__TASK INSTRUCTIONS__.
Rewrite every line of the material below as a Markdown table with the columns "Row" and "Line," numbering each row and skipping blank lines. Leave the pictures out.

Stored data entries
_ _ _ _ _ _ _

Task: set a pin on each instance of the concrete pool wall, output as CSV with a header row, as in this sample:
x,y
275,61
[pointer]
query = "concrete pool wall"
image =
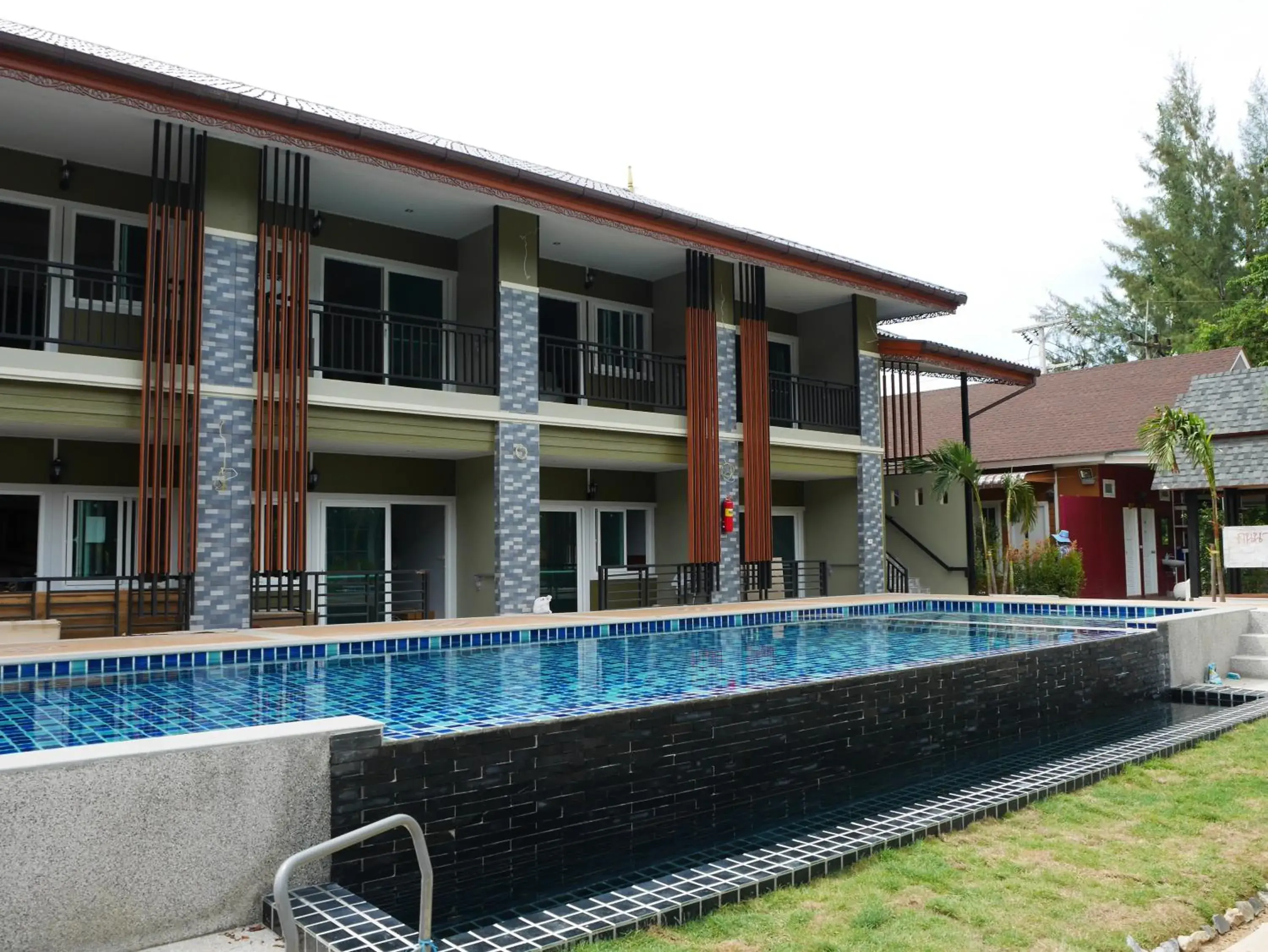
x,y
118,847
513,814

_ _ _ _ _ _ _

__EXERCISE SOLUTION__.
| Row | Line |
|---|---|
| 1 | Task: set a pin on each instance of the concrete pool wall, output as CSV with a header row, as in this sample: |
| 2 | x,y |
| 3 | 275,61 |
| 4 | [pointer] |
| 5 | query = "concrete pool wall" |
| 6 | image = |
| 7 | x,y |
| 8 | 118,847 |
| 9 | 513,814 |